▸ **Directions**: Pick out each of the rows below that contains the string "feather", matching case exactly, and copy those rows in full.

Point annotation rows
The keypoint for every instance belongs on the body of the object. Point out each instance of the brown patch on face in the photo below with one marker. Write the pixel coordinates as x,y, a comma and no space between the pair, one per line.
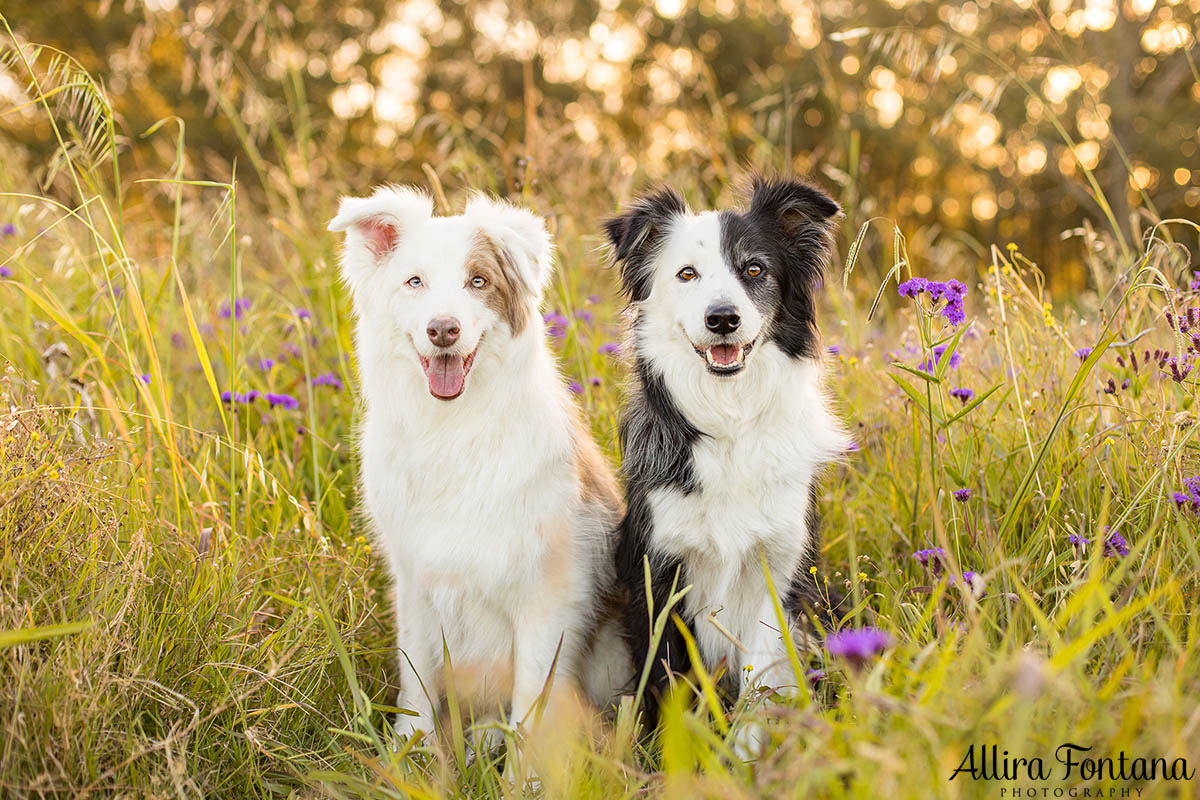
595,477
505,293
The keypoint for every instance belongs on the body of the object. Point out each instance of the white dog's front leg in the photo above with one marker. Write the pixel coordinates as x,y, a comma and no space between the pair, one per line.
765,666
420,661
543,635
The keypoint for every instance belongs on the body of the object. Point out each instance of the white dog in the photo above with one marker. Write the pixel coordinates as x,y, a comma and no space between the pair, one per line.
492,503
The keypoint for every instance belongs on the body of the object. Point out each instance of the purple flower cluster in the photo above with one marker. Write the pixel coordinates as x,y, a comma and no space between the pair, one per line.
558,324
240,397
240,306
1115,545
859,645
963,395
329,379
1188,500
952,292
285,401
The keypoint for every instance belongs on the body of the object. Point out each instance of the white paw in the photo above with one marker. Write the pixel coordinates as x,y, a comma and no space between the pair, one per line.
484,743
750,741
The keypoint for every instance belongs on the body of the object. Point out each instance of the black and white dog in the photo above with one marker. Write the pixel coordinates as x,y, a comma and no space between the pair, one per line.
726,428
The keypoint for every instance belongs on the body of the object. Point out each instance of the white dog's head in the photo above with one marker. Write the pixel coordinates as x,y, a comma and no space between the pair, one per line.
438,289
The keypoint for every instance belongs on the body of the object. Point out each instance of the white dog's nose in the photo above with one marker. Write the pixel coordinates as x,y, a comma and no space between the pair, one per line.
443,331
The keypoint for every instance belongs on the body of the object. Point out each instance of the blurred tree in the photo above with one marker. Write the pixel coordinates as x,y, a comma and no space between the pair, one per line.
979,116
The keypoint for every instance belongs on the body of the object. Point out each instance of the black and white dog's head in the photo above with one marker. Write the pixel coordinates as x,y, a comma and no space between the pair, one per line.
717,286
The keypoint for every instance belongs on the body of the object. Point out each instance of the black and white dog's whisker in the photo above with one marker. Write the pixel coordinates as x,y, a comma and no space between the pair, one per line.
727,428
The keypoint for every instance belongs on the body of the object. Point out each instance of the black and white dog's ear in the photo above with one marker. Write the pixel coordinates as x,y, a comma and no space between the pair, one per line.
793,205
375,226
799,217
635,235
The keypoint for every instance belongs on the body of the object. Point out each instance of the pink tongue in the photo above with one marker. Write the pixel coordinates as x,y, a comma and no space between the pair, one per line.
445,374
724,354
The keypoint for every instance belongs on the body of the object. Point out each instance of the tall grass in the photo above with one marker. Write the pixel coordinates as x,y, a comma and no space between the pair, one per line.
190,605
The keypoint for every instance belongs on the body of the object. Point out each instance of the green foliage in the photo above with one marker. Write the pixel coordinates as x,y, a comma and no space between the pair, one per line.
190,605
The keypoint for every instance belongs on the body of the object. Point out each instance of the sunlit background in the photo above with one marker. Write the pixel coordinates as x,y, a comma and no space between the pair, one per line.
995,120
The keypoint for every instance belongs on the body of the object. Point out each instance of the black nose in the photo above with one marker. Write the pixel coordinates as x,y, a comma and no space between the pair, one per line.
443,331
721,319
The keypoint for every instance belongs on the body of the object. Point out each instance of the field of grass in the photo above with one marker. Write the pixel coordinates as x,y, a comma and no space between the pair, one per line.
190,603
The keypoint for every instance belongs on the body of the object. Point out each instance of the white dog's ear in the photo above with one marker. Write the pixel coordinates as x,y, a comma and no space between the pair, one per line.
375,224
521,233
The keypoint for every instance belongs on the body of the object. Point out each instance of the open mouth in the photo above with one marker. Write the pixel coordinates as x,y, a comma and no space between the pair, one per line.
447,373
725,359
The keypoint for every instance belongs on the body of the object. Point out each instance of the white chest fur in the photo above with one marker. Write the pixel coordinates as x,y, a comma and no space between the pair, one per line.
762,444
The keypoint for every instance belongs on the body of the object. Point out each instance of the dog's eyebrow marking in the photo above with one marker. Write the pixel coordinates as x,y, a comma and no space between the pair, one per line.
507,294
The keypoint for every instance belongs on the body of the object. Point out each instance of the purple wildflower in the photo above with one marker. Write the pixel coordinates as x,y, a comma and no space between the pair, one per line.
931,558
1188,500
954,313
964,395
239,397
858,645
329,379
912,287
1115,545
286,401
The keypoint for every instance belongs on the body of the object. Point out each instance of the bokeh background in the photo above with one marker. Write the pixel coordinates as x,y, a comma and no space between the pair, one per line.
994,120
190,602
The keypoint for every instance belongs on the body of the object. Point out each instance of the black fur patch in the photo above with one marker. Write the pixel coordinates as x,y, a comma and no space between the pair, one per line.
636,234
790,227
655,452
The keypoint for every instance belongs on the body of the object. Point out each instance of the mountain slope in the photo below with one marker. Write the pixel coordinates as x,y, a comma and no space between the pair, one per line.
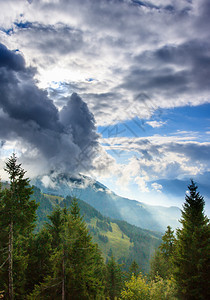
108,203
126,242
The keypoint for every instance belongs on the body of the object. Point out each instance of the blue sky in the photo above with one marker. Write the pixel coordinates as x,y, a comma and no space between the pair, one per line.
116,90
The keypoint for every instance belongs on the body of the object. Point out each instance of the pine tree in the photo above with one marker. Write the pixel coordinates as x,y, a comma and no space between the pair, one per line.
17,220
191,257
76,263
134,269
161,263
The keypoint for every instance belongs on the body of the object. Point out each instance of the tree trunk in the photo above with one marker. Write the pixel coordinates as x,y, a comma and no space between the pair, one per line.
10,260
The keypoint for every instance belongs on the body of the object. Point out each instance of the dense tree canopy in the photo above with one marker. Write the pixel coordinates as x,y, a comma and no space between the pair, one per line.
191,258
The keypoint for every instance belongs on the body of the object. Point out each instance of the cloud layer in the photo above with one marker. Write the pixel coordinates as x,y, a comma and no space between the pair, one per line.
63,140
113,52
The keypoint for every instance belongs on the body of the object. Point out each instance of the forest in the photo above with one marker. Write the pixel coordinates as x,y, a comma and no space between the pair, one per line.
57,257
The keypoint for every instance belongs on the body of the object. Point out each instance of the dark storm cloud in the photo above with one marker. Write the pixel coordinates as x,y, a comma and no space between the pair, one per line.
11,59
172,70
28,115
59,38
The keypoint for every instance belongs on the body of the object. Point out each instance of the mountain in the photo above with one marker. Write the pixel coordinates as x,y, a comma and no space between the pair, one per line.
108,203
125,241
176,188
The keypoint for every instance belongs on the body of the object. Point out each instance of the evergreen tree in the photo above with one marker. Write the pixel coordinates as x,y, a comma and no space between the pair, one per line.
134,269
75,262
17,220
191,257
161,263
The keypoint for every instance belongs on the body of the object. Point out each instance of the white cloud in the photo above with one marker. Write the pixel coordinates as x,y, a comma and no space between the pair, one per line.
71,41
156,124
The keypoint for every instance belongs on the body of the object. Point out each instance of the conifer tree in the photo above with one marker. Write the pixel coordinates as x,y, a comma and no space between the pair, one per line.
76,263
17,220
161,263
191,259
114,280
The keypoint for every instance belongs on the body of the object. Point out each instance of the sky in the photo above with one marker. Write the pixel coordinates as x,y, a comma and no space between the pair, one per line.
114,89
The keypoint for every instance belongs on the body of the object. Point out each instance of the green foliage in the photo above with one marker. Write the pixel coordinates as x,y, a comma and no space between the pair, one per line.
191,258
134,269
114,279
161,262
163,289
136,289
17,221
75,263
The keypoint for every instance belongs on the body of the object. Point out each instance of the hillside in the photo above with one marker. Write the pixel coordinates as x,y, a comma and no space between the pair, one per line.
108,203
125,241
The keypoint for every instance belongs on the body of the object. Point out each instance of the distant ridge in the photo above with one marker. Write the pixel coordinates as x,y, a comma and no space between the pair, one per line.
108,203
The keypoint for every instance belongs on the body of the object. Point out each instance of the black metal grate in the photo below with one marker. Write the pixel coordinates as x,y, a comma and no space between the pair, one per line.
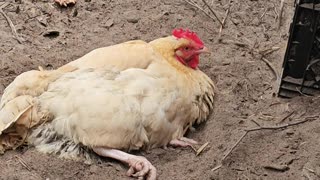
301,66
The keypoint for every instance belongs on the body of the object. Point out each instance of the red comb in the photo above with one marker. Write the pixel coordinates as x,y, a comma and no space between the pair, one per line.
180,33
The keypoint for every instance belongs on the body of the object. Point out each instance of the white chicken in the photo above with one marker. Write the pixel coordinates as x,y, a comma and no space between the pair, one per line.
130,96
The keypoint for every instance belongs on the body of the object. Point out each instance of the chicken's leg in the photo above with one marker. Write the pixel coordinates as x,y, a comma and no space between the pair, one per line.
183,142
65,2
139,166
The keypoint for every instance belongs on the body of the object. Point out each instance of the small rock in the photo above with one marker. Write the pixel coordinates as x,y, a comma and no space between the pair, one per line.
133,19
289,132
132,16
109,23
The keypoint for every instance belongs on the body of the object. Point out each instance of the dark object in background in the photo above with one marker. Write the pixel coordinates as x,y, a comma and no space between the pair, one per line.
301,66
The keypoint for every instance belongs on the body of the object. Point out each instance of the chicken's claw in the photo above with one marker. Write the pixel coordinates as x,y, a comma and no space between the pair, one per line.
140,167
183,142
65,2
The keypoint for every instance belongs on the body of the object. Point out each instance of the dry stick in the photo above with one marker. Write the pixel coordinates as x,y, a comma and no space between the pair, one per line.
13,29
198,7
215,15
271,67
280,13
307,119
224,20
23,163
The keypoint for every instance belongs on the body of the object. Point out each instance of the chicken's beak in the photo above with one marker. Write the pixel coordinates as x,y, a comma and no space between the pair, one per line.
203,50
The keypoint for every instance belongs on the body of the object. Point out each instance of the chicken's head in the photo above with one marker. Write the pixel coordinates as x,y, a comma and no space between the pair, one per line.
189,47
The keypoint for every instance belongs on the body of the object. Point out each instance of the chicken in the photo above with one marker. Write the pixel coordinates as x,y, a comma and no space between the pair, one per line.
130,96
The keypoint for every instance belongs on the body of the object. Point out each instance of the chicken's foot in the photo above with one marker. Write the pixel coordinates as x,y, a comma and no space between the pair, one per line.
140,167
183,142
65,2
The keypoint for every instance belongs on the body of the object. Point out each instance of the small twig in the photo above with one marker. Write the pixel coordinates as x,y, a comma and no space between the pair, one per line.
23,163
307,119
215,15
198,7
280,13
199,151
271,67
256,122
268,51
264,13
224,20
240,44
275,167
282,126
286,117
13,29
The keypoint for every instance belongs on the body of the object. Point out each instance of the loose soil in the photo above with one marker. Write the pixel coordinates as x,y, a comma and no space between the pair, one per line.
246,87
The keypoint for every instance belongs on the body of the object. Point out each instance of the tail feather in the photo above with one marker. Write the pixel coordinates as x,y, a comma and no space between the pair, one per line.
46,140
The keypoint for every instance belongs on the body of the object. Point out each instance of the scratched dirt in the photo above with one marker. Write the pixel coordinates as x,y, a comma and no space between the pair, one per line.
246,87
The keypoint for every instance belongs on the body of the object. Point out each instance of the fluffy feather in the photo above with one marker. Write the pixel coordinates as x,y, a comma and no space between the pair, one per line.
128,96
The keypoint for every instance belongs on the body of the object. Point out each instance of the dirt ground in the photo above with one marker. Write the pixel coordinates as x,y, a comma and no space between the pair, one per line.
246,87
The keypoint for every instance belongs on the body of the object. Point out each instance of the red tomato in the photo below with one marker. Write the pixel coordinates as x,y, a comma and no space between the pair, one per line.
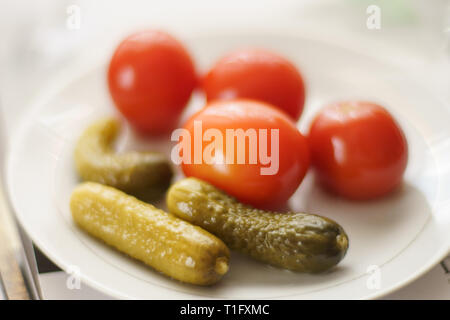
151,77
259,75
288,152
358,150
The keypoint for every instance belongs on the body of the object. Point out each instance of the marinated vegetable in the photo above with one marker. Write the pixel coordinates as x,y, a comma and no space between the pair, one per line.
142,174
280,156
151,77
358,150
159,239
295,241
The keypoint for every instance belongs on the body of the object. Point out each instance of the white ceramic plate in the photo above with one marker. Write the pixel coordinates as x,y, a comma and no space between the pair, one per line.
392,241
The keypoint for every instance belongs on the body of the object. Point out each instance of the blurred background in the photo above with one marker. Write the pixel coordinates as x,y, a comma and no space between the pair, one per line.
41,38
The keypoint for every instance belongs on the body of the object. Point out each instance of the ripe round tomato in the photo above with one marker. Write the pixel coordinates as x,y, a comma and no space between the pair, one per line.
259,75
151,77
274,155
358,150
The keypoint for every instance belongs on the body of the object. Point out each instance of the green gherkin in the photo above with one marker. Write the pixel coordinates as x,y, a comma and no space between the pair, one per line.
295,241
145,175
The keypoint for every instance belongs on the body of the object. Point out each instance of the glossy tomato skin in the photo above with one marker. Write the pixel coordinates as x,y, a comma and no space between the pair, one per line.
151,77
245,181
358,150
258,75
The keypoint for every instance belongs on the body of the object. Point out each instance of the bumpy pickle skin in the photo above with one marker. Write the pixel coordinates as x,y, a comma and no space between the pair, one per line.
145,175
159,239
295,241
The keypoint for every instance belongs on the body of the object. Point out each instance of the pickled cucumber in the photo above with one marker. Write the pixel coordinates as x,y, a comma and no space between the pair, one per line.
295,241
159,239
145,175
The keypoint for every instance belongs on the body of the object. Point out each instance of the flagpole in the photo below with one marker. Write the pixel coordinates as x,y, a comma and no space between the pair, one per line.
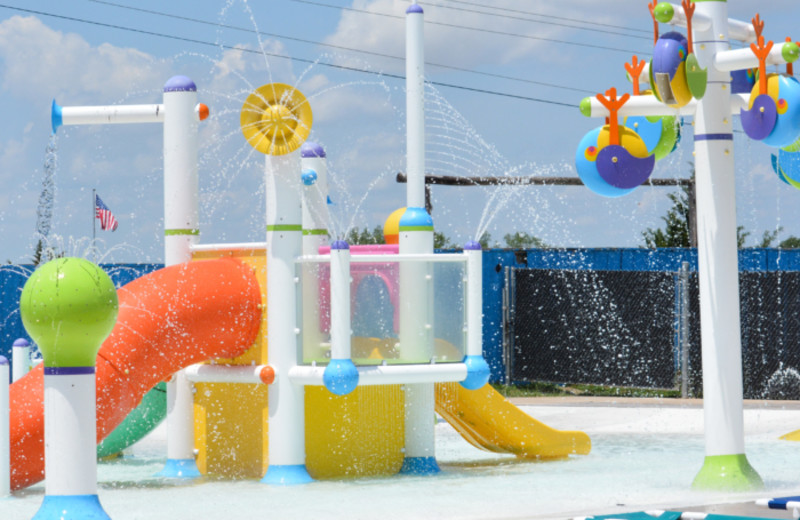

▸ **Final result**:
The keypoint for every instance belongs on the body of the object. Point out each instance of the tail feather in the photo above with one marker. Write the pixel coordinates as x,y, a comma and no space between the pair, one per line.
The keypoint for every instance belongs on the body of the object. Point out each instance of the fluffy feather in the photo above with one marker. Write the pixel coordinates as x,y, a comma and no space between the pair, one per line.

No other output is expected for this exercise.